Filter the following rows and copy out each line that contains the word "below".

* **ITEMS**
»»

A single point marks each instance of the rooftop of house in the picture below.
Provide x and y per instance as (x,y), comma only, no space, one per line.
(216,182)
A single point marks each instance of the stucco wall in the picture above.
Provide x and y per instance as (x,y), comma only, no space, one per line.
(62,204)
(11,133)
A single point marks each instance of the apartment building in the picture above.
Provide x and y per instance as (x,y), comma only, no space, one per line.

««
»»

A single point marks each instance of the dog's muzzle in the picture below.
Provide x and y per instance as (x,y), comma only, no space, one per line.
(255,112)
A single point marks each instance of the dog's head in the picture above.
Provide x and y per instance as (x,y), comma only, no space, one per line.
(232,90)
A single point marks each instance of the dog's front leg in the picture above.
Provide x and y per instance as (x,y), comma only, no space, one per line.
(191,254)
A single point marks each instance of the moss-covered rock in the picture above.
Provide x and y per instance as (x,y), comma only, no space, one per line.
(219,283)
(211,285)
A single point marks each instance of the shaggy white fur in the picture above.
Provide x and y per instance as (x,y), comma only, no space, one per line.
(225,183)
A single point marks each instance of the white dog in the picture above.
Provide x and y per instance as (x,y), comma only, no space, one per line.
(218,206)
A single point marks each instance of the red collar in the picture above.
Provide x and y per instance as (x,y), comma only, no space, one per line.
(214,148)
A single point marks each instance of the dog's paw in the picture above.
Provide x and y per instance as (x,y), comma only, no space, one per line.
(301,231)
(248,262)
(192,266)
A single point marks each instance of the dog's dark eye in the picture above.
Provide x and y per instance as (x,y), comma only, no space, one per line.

««

* **WRITTEN SOLUTION**
A single point marks each instance of the rooftop of house in the picture below.
A single point marks each instance of the dog's muzzle in the picture below.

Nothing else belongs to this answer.